- _Written task_: Please convert the data below into a Markdown table with the columns No. and Line. Start at the line that contains "The component shall point out each instance of the eyeglasses" and continue through the line that contains "point(516, 86)". Give each line its own numbered row, leave out blank lines, and include no other lines.

- _Material provided_:
****

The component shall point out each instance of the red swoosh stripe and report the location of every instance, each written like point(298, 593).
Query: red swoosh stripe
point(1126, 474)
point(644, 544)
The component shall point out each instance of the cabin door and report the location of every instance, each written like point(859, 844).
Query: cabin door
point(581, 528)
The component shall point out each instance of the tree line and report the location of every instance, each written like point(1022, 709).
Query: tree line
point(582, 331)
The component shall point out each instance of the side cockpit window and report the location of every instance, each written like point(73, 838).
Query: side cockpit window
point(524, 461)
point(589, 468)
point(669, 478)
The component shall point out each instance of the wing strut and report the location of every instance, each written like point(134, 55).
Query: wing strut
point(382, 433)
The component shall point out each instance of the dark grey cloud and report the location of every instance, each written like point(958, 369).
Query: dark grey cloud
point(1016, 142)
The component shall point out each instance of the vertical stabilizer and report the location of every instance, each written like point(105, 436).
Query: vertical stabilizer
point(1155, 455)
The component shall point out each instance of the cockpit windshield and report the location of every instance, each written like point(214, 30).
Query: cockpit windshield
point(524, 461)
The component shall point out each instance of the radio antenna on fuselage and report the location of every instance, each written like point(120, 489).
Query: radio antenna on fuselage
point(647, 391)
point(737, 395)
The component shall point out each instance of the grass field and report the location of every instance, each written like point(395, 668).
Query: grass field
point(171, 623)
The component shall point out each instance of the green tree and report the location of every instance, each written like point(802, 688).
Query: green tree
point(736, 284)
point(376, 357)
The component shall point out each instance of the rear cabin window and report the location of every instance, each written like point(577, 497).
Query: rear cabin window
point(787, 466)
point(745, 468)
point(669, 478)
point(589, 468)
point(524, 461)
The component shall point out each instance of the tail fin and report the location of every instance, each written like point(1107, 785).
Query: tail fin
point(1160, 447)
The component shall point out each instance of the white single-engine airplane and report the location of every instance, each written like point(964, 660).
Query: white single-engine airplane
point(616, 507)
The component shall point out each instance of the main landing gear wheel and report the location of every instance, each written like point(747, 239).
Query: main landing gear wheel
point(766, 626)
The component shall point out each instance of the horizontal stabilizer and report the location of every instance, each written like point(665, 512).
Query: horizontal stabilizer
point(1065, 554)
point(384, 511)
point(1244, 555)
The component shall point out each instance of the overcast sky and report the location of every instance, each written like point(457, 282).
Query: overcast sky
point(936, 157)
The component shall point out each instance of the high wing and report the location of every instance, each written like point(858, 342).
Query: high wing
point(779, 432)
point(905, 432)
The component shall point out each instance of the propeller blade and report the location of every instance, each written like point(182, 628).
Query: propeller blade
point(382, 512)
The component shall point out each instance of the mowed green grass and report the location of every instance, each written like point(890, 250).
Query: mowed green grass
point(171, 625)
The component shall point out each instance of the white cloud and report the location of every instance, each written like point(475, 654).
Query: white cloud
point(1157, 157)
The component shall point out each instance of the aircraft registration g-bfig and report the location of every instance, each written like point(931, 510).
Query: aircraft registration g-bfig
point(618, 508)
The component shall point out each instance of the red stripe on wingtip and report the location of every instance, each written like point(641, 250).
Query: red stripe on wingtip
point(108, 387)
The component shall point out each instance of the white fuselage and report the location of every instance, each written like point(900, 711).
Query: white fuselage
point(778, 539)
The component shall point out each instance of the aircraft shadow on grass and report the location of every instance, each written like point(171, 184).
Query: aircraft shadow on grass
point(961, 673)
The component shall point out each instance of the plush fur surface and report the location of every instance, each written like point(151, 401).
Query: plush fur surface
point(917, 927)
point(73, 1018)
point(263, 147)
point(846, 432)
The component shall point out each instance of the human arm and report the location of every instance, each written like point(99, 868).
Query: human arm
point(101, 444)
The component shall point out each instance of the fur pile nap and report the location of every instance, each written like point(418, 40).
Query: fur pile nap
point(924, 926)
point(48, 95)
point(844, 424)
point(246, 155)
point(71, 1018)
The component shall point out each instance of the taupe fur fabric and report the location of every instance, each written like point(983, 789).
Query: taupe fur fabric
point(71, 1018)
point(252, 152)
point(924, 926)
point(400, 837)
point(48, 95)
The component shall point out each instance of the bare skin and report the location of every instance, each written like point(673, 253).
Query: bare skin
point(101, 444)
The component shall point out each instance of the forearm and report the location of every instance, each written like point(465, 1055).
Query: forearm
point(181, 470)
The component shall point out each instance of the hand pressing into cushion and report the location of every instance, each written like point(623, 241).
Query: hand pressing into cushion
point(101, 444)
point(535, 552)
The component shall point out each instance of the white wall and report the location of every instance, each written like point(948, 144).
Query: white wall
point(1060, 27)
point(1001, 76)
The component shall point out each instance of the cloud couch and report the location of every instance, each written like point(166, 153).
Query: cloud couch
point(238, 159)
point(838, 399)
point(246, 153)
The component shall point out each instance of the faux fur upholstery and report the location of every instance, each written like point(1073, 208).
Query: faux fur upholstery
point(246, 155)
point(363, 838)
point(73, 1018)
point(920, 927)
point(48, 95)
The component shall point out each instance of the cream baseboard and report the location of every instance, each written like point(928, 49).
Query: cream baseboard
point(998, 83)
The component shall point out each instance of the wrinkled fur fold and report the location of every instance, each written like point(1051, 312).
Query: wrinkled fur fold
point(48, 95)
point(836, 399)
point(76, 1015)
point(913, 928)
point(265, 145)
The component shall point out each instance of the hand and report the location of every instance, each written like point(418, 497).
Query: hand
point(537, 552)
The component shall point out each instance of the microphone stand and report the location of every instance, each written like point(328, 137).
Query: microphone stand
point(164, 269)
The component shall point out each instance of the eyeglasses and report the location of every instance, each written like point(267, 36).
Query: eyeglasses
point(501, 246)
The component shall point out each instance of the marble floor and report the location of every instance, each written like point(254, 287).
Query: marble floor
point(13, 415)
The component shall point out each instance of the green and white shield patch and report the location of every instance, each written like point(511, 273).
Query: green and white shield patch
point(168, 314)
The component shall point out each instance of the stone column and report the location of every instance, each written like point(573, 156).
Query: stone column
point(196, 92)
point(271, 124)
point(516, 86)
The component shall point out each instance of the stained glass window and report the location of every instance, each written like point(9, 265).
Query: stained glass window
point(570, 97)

****

- _Response for this exercise_:
| No. | Line |
|---|---|
| 1 | The component shall point out each instance of the eyeglasses and report the location of every instance, each written like point(267, 36). |
| 2 | Query: eyeglasses |
| 3 | point(501, 246) |
| 4 | The component shall point out each instance of the marble floor and report the location of every instance, each written like point(254, 287). |
| 5 | Query: marble floor |
| 6 | point(13, 415) |
| 7 | The component shall point out each instance of the green and white shield patch and report the location of every instance, each written like point(511, 273). |
| 8 | Query: green and white shield patch |
| 9 | point(168, 314) |
| 10 | The component shall point out each instance of the stone column and report the location of every instance, each written like point(573, 156). |
| 11 | Query: stone column |
| 12 | point(196, 92) |
| 13 | point(271, 124) |
| 14 | point(516, 86) |